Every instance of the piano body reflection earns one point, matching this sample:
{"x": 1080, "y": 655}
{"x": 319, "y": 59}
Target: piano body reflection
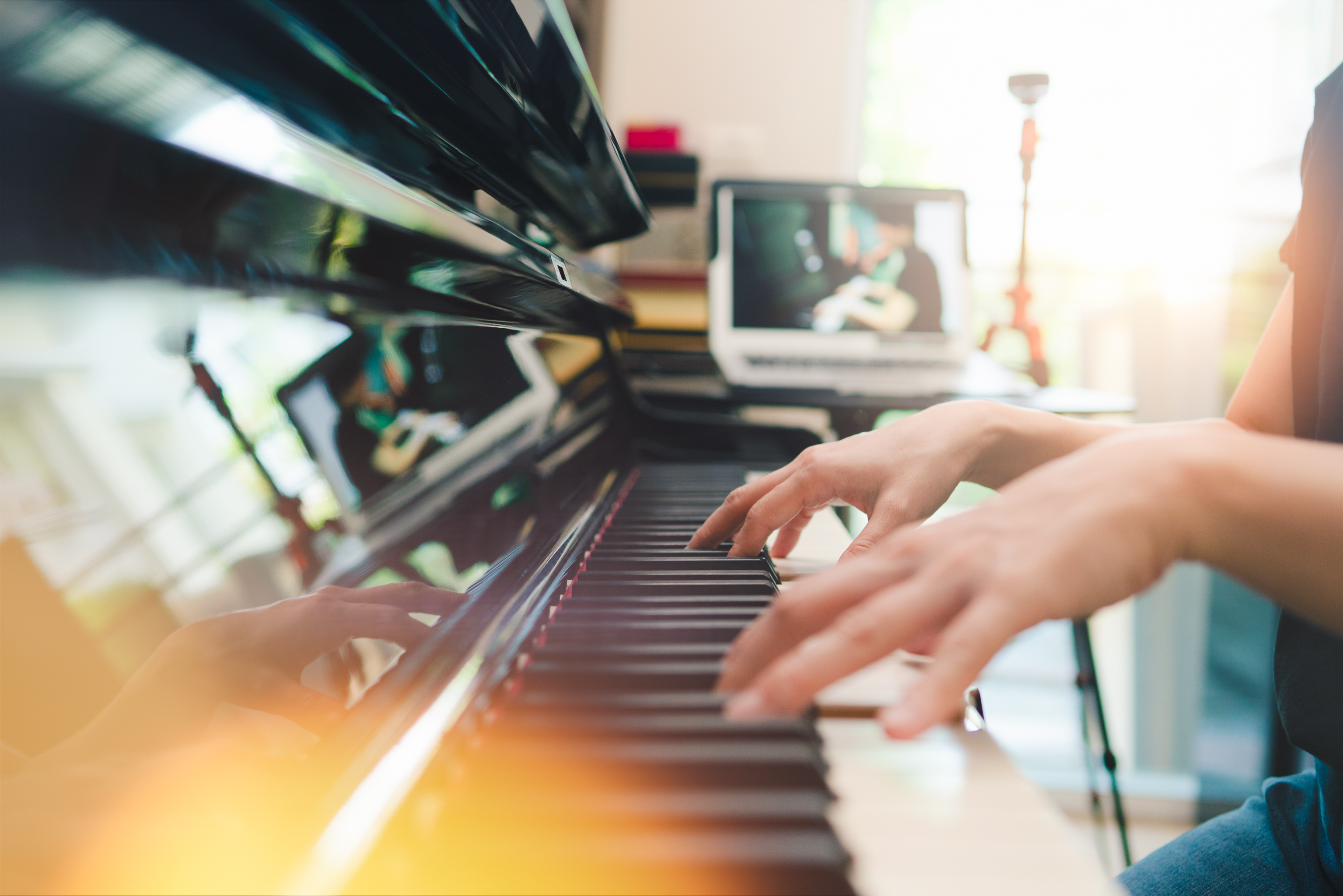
{"x": 558, "y": 732}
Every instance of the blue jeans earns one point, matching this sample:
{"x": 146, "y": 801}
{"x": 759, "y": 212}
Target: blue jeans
{"x": 1282, "y": 844}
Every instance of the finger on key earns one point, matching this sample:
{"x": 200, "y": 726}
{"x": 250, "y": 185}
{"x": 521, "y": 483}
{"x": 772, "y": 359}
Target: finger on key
{"x": 969, "y": 643}
{"x": 724, "y": 522}
{"x": 789, "y": 535}
{"x": 856, "y": 640}
{"x": 804, "y": 610}
{"x": 804, "y": 491}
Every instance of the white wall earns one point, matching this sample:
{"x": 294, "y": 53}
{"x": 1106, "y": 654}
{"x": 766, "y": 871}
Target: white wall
{"x": 763, "y": 88}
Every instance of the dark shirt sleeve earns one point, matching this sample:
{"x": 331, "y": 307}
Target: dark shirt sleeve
{"x": 1308, "y": 662}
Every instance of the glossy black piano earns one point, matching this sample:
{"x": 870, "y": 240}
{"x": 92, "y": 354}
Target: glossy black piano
{"x": 558, "y": 732}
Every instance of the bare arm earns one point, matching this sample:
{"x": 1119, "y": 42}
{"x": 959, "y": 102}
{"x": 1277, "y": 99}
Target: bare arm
{"x": 1061, "y": 542}
{"x": 1263, "y": 402}
{"x": 896, "y": 475}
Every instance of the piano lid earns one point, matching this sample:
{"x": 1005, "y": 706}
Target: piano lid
{"x": 449, "y": 96}
{"x": 132, "y": 161}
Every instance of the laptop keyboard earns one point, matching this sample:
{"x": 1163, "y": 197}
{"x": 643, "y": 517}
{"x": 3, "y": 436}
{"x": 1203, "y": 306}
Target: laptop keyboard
{"x": 848, "y": 363}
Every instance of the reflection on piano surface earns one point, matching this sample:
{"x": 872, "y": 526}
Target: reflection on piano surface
{"x": 558, "y": 731}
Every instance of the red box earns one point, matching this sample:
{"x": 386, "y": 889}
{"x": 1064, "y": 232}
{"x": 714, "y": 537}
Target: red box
{"x": 653, "y": 139}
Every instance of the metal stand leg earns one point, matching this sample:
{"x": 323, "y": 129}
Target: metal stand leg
{"x": 1094, "y": 714}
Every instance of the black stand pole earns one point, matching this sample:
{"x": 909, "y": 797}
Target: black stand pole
{"x": 1094, "y": 714}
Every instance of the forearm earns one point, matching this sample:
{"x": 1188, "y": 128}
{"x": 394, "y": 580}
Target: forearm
{"x": 1013, "y": 441}
{"x": 1270, "y": 512}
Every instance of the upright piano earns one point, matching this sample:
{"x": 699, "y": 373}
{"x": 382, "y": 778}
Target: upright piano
{"x": 425, "y": 172}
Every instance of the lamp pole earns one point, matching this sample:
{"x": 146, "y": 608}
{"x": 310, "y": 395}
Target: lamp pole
{"x": 1028, "y": 89}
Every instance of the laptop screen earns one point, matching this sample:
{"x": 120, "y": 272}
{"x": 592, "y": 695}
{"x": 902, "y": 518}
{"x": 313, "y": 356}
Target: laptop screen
{"x": 829, "y": 260}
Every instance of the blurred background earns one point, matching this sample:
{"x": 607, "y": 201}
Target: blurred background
{"x": 1166, "y": 180}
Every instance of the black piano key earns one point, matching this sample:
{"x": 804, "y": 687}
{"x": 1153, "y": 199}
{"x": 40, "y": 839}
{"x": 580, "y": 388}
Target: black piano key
{"x": 652, "y": 652}
{"x": 636, "y": 726}
{"x": 671, "y": 601}
{"x": 570, "y": 703}
{"x": 642, "y": 630}
{"x": 669, "y": 564}
{"x": 634, "y": 588}
{"x": 622, "y": 676}
{"x": 663, "y": 763}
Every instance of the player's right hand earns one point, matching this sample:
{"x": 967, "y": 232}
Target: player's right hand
{"x": 896, "y": 475}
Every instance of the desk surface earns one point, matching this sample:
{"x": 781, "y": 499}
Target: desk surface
{"x": 946, "y": 813}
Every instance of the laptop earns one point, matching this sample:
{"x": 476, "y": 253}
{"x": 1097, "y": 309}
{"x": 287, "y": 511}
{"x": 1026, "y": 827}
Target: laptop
{"x": 833, "y": 287}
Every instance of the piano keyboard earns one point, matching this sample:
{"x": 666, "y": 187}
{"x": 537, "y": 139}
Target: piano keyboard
{"x": 609, "y": 766}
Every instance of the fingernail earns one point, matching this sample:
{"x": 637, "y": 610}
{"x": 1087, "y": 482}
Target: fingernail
{"x": 896, "y": 721}
{"x": 747, "y": 706}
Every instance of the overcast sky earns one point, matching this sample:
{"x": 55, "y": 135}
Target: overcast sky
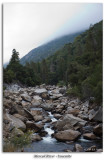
{"x": 29, "y": 25}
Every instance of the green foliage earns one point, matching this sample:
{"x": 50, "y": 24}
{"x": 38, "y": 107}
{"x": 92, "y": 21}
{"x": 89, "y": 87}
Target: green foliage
{"x": 61, "y": 83}
{"x": 15, "y": 142}
{"x": 78, "y": 64}
{"x": 15, "y": 72}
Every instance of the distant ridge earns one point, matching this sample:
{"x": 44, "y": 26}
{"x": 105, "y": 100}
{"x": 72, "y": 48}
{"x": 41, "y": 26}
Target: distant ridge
{"x": 43, "y": 51}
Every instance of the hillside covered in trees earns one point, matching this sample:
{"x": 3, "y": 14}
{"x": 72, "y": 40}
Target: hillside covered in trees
{"x": 77, "y": 65}
{"x": 48, "y": 49}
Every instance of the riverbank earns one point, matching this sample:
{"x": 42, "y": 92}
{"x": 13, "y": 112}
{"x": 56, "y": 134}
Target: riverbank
{"x": 59, "y": 123}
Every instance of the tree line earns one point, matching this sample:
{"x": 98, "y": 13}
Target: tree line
{"x": 78, "y": 64}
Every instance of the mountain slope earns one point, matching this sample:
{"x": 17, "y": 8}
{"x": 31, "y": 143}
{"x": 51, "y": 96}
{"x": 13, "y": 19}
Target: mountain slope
{"x": 48, "y": 49}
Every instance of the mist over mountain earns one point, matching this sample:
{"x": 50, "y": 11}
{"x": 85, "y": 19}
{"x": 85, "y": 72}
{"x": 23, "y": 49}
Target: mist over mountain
{"x": 43, "y": 51}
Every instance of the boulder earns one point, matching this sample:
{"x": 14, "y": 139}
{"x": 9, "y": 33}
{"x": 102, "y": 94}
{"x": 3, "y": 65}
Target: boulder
{"x": 17, "y": 123}
{"x": 47, "y": 106}
{"x": 38, "y": 118}
{"x": 48, "y": 119}
{"x": 35, "y": 137}
{"x": 78, "y": 148}
{"x": 87, "y": 129}
{"x": 72, "y": 111}
{"x": 98, "y": 129}
{"x": 33, "y": 126}
{"x": 62, "y": 90}
{"x": 71, "y": 120}
{"x": 89, "y": 136}
{"x": 96, "y": 115}
{"x": 29, "y": 115}
{"x": 36, "y": 112}
{"x": 22, "y": 118}
{"x": 67, "y": 135}
{"x": 25, "y": 104}
{"x": 56, "y": 96}
{"x": 40, "y": 91}
{"x": 99, "y": 150}
{"x": 57, "y": 116}
{"x": 7, "y": 103}
{"x": 91, "y": 149}
{"x": 17, "y": 132}
{"x": 26, "y": 97}
{"x": 37, "y": 98}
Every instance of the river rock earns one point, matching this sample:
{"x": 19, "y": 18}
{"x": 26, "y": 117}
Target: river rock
{"x": 89, "y": 136}
{"x": 56, "y": 96}
{"x": 40, "y": 91}
{"x": 98, "y": 129}
{"x": 22, "y": 118}
{"x": 67, "y": 135}
{"x": 26, "y": 97}
{"x": 25, "y": 104}
{"x": 15, "y": 122}
{"x": 7, "y": 103}
{"x": 57, "y": 116}
{"x": 29, "y": 115}
{"x": 78, "y": 148}
{"x": 99, "y": 150}
{"x": 91, "y": 149}
{"x": 17, "y": 132}
{"x": 47, "y": 119}
{"x": 33, "y": 126}
{"x": 62, "y": 90}
{"x": 38, "y": 118}
{"x": 96, "y": 115}
{"x": 36, "y": 112}
{"x": 35, "y": 137}
{"x": 71, "y": 120}
{"x": 87, "y": 129}
{"x": 72, "y": 111}
{"x": 47, "y": 106}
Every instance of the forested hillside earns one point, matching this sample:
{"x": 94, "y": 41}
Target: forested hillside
{"x": 77, "y": 65}
{"x": 48, "y": 49}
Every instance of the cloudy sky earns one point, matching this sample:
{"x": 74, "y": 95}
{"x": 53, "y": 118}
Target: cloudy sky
{"x": 29, "y": 25}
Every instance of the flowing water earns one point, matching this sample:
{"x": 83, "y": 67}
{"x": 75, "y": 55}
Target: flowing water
{"x": 50, "y": 144}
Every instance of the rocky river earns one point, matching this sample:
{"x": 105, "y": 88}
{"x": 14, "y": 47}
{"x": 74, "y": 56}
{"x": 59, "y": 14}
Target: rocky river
{"x": 59, "y": 123}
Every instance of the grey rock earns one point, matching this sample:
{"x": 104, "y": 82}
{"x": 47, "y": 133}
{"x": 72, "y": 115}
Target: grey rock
{"x": 67, "y": 135}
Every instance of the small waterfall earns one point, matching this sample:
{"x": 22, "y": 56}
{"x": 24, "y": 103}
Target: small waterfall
{"x": 49, "y": 130}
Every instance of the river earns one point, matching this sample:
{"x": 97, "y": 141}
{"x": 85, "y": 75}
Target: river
{"x": 50, "y": 144}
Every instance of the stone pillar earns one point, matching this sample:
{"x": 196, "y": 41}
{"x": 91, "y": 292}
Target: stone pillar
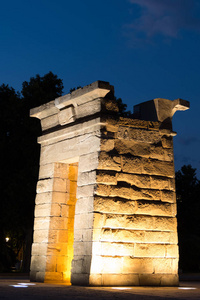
{"x": 106, "y": 205}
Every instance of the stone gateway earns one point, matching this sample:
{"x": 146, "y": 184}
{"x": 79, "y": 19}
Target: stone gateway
{"x": 105, "y": 211}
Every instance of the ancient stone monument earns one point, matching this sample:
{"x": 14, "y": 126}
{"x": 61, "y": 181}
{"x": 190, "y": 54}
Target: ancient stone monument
{"x": 105, "y": 209}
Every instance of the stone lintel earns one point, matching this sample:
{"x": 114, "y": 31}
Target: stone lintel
{"x": 160, "y": 110}
{"x": 97, "y": 89}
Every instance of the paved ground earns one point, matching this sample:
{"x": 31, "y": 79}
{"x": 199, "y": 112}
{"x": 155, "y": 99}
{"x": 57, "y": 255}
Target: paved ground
{"x": 21, "y": 289}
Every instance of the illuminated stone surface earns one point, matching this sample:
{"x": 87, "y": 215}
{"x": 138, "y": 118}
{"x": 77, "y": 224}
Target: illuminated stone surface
{"x": 105, "y": 209}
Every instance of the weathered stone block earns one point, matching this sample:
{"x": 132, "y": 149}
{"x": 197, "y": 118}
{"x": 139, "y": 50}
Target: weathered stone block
{"x": 116, "y": 205}
{"x": 132, "y": 147}
{"x": 87, "y": 178}
{"x": 167, "y": 142}
{"x": 39, "y": 249}
{"x": 120, "y": 279}
{"x": 129, "y": 221}
{"x": 162, "y": 168}
{"x": 136, "y": 265}
{"x": 132, "y": 165}
{"x": 49, "y": 122}
{"x": 109, "y": 162}
{"x": 116, "y": 249}
{"x": 38, "y": 263}
{"x": 85, "y": 191}
{"x": 165, "y": 224}
{"x": 41, "y": 236}
{"x": 107, "y": 177}
{"x": 154, "y": 209}
{"x": 122, "y": 235}
{"x": 164, "y": 266}
{"x": 172, "y": 251}
{"x": 169, "y": 280}
{"x": 149, "y": 250}
{"x": 160, "y": 183}
{"x": 88, "y": 162}
{"x": 84, "y": 205}
{"x": 107, "y": 144}
{"x": 83, "y": 221}
{"x": 168, "y": 196}
{"x": 41, "y": 222}
{"x": 140, "y": 181}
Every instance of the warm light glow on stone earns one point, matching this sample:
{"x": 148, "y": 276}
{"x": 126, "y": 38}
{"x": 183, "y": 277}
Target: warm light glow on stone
{"x": 106, "y": 205}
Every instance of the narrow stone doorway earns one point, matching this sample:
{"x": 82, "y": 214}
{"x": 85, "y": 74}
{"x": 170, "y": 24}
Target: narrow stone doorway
{"x": 61, "y": 230}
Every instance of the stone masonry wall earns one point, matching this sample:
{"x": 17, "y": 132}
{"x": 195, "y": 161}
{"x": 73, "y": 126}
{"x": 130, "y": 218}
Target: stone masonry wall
{"x": 105, "y": 209}
{"x": 135, "y": 228}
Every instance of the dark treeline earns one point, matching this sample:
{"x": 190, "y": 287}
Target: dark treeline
{"x": 20, "y": 164}
{"x": 19, "y": 174}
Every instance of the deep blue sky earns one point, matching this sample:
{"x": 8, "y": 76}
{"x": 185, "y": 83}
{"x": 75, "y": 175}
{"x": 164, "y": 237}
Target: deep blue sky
{"x": 145, "y": 48}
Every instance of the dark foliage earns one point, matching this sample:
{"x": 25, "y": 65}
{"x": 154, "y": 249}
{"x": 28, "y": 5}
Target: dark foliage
{"x": 40, "y": 90}
{"x": 20, "y": 164}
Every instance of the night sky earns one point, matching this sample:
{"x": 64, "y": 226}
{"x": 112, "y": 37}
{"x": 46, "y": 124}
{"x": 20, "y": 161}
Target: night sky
{"x": 145, "y": 48}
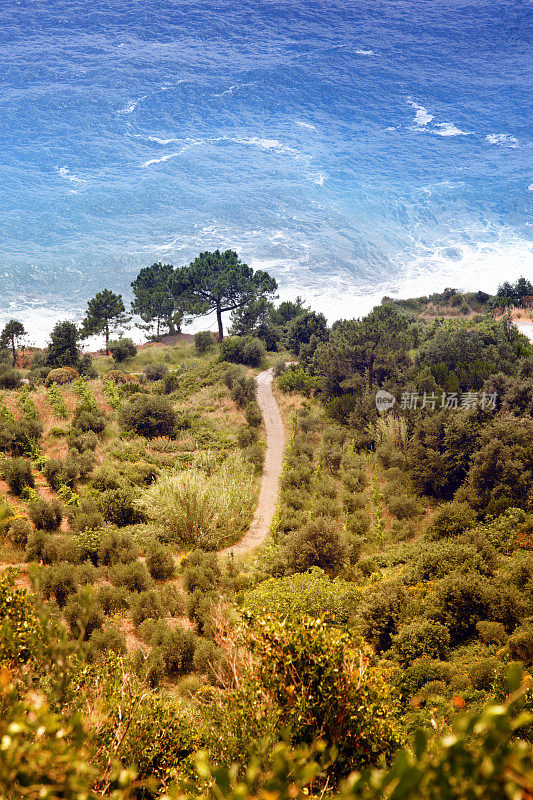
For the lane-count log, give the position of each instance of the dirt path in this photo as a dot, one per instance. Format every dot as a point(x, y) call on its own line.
point(268, 496)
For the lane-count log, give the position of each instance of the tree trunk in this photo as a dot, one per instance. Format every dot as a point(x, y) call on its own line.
point(219, 321)
point(370, 373)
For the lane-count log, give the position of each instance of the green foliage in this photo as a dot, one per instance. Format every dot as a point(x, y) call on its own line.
point(18, 474)
point(45, 516)
point(160, 562)
point(219, 282)
point(153, 300)
point(122, 350)
point(56, 401)
point(451, 519)
point(419, 638)
point(133, 576)
point(63, 350)
point(105, 313)
point(199, 509)
point(243, 350)
point(204, 341)
point(322, 679)
point(149, 416)
point(317, 544)
point(307, 594)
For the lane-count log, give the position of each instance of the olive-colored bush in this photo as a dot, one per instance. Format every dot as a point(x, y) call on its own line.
point(18, 474)
point(61, 375)
point(451, 519)
point(133, 576)
point(117, 548)
point(421, 637)
point(160, 562)
point(204, 341)
point(317, 544)
point(149, 416)
point(45, 516)
point(19, 531)
point(102, 641)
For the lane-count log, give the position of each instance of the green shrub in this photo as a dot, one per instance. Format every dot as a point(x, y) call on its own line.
point(491, 632)
point(35, 546)
point(87, 419)
point(419, 638)
point(133, 576)
point(173, 600)
point(201, 571)
point(358, 523)
point(59, 582)
point(243, 350)
point(160, 562)
point(176, 646)
point(482, 674)
point(61, 375)
point(317, 544)
point(199, 509)
point(122, 350)
point(45, 516)
point(112, 598)
point(58, 473)
point(83, 613)
point(146, 605)
point(253, 414)
point(204, 341)
point(102, 641)
point(155, 372)
point(452, 519)
point(149, 416)
point(421, 672)
point(118, 507)
point(117, 548)
point(521, 644)
point(18, 474)
point(60, 547)
point(404, 506)
point(207, 657)
point(10, 379)
point(19, 531)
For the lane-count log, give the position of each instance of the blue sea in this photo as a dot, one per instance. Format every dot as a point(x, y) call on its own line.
point(353, 149)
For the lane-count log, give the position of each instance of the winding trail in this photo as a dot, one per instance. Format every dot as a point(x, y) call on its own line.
point(275, 445)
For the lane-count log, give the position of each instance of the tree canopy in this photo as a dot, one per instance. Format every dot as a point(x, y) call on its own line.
point(105, 313)
point(153, 298)
point(219, 282)
point(10, 336)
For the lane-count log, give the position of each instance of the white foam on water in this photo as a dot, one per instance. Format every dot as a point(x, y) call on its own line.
point(130, 108)
point(308, 125)
point(65, 173)
point(504, 139)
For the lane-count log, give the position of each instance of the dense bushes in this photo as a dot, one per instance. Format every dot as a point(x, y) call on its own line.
point(18, 474)
point(243, 350)
point(45, 516)
point(149, 416)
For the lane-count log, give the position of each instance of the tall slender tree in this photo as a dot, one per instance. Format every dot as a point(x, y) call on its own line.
point(11, 336)
point(219, 282)
point(153, 299)
point(105, 313)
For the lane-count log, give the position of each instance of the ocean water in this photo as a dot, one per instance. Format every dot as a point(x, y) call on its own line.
point(353, 149)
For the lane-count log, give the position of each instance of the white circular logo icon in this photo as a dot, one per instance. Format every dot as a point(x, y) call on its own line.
point(384, 400)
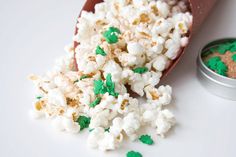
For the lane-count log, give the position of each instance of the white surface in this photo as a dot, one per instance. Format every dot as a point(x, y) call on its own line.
point(33, 34)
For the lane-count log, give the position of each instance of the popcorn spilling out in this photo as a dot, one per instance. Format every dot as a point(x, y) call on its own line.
point(125, 43)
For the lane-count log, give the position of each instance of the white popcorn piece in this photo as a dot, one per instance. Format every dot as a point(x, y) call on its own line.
point(164, 122)
point(160, 63)
point(150, 33)
point(135, 48)
point(66, 124)
point(56, 97)
point(163, 8)
point(131, 125)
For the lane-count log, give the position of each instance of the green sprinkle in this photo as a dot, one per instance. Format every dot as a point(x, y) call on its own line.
point(234, 57)
point(111, 35)
point(212, 62)
point(140, 70)
point(146, 139)
point(84, 77)
point(114, 29)
point(100, 51)
point(221, 68)
point(90, 130)
point(38, 97)
point(107, 129)
point(98, 86)
point(204, 54)
point(217, 65)
point(133, 154)
point(110, 86)
point(83, 121)
point(76, 81)
point(95, 102)
point(233, 49)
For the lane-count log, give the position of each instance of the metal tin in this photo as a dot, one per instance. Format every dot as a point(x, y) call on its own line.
point(219, 85)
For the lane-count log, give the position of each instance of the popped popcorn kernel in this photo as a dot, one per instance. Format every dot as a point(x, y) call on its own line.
point(123, 47)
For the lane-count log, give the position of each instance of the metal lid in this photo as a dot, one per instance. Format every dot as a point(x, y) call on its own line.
point(217, 84)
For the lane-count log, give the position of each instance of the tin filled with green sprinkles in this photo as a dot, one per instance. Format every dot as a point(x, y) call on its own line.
point(216, 67)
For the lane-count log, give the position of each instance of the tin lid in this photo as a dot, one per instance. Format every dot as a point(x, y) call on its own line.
point(221, 85)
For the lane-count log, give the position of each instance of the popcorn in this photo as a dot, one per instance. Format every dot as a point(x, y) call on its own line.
point(122, 48)
point(164, 122)
point(56, 97)
point(160, 63)
point(131, 124)
point(135, 48)
point(66, 124)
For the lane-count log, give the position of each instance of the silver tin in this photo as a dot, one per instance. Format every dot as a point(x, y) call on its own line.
point(219, 85)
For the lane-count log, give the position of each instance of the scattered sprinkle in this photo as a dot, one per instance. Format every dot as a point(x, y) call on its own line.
point(95, 102)
point(100, 88)
point(133, 154)
point(90, 130)
point(140, 70)
point(84, 77)
point(223, 48)
point(107, 129)
point(76, 81)
point(110, 86)
point(111, 35)
point(217, 65)
point(39, 97)
point(100, 51)
point(146, 139)
point(234, 57)
point(83, 121)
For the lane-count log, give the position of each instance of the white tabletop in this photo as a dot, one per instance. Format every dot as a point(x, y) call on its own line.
point(33, 34)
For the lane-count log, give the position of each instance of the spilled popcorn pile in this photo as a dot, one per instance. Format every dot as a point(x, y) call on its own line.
point(125, 43)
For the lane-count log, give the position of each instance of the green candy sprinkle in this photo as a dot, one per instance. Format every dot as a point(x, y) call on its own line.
point(39, 97)
point(114, 29)
point(83, 121)
point(211, 63)
point(110, 86)
point(146, 139)
point(90, 130)
point(234, 57)
point(76, 81)
point(95, 102)
point(100, 51)
point(204, 54)
point(217, 65)
point(107, 129)
point(140, 70)
point(100, 88)
point(133, 154)
point(84, 77)
point(111, 35)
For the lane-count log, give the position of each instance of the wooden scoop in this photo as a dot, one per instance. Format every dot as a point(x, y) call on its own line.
point(199, 9)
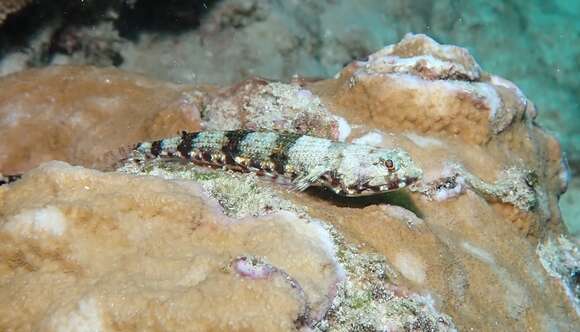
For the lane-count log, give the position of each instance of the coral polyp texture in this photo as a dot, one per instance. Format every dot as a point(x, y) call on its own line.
point(107, 240)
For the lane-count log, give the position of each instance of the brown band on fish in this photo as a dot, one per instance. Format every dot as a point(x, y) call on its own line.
point(282, 146)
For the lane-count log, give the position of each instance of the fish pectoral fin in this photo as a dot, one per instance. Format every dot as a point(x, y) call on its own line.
point(307, 180)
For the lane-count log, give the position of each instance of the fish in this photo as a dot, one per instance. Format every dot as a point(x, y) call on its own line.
point(303, 161)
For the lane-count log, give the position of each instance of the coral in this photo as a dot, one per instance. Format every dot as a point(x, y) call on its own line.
point(62, 110)
point(258, 104)
point(169, 244)
point(561, 258)
point(468, 105)
point(167, 247)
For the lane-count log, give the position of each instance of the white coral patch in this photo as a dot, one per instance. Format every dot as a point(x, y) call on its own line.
point(491, 97)
point(344, 128)
point(49, 220)
point(85, 318)
point(444, 194)
point(373, 138)
point(411, 267)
#####
Your objective => Please return the lines above that run from the line containing "Every instance of the ancient" to the line containing "Every instance of the narrow", inclusive, exactly and with no other lines.

Answer for the task =>
Every instance of the ancient stone monument earns one point, matching this sample:
{"x": 14, "y": 126}
{"x": 61, "y": 181}
{"x": 190, "y": 54}
Target: ancient stone monument
{"x": 105, "y": 209}
Every instance of the stone lintel earns one point, matching this sample:
{"x": 114, "y": 31}
Target: stone lintel
{"x": 160, "y": 110}
{"x": 97, "y": 89}
Every instance of the paved ground earns one point, matching this sample:
{"x": 31, "y": 79}
{"x": 199, "y": 112}
{"x": 155, "y": 99}
{"x": 57, "y": 255}
Target: paved ground
{"x": 21, "y": 289}
Every instance of the illuminated stone surface earns one point, matching this sample:
{"x": 87, "y": 215}
{"x": 138, "y": 118}
{"x": 77, "y": 224}
Target: illuminated stone surface
{"x": 105, "y": 209}
Every instance of the weathered stone block earns one point, matching this sample:
{"x": 132, "y": 149}
{"x": 197, "y": 118}
{"x": 139, "y": 50}
Target: weathered stone block
{"x": 116, "y": 205}
{"x": 132, "y": 147}
{"x": 87, "y": 178}
{"x": 167, "y": 142}
{"x": 39, "y": 249}
{"x": 120, "y": 279}
{"x": 129, "y": 221}
{"x": 162, "y": 168}
{"x": 136, "y": 265}
{"x": 132, "y": 165}
{"x": 49, "y": 122}
{"x": 109, "y": 162}
{"x": 116, "y": 249}
{"x": 38, "y": 263}
{"x": 85, "y": 191}
{"x": 165, "y": 224}
{"x": 41, "y": 236}
{"x": 107, "y": 177}
{"x": 154, "y": 209}
{"x": 122, "y": 235}
{"x": 164, "y": 266}
{"x": 172, "y": 251}
{"x": 169, "y": 280}
{"x": 149, "y": 250}
{"x": 160, "y": 183}
{"x": 88, "y": 162}
{"x": 84, "y": 205}
{"x": 107, "y": 144}
{"x": 83, "y": 221}
{"x": 168, "y": 196}
{"x": 41, "y": 222}
{"x": 140, "y": 181}
Every instance of the warm light glow on stone earns one point, matching this sample:
{"x": 148, "y": 276}
{"x": 126, "y": 38}
{"x": 183, "y": 277}
Target: warm light glow on stone
{"x": 106, "y": 205}
Every instance of the narrow stone doorway earns one point, matching this sample:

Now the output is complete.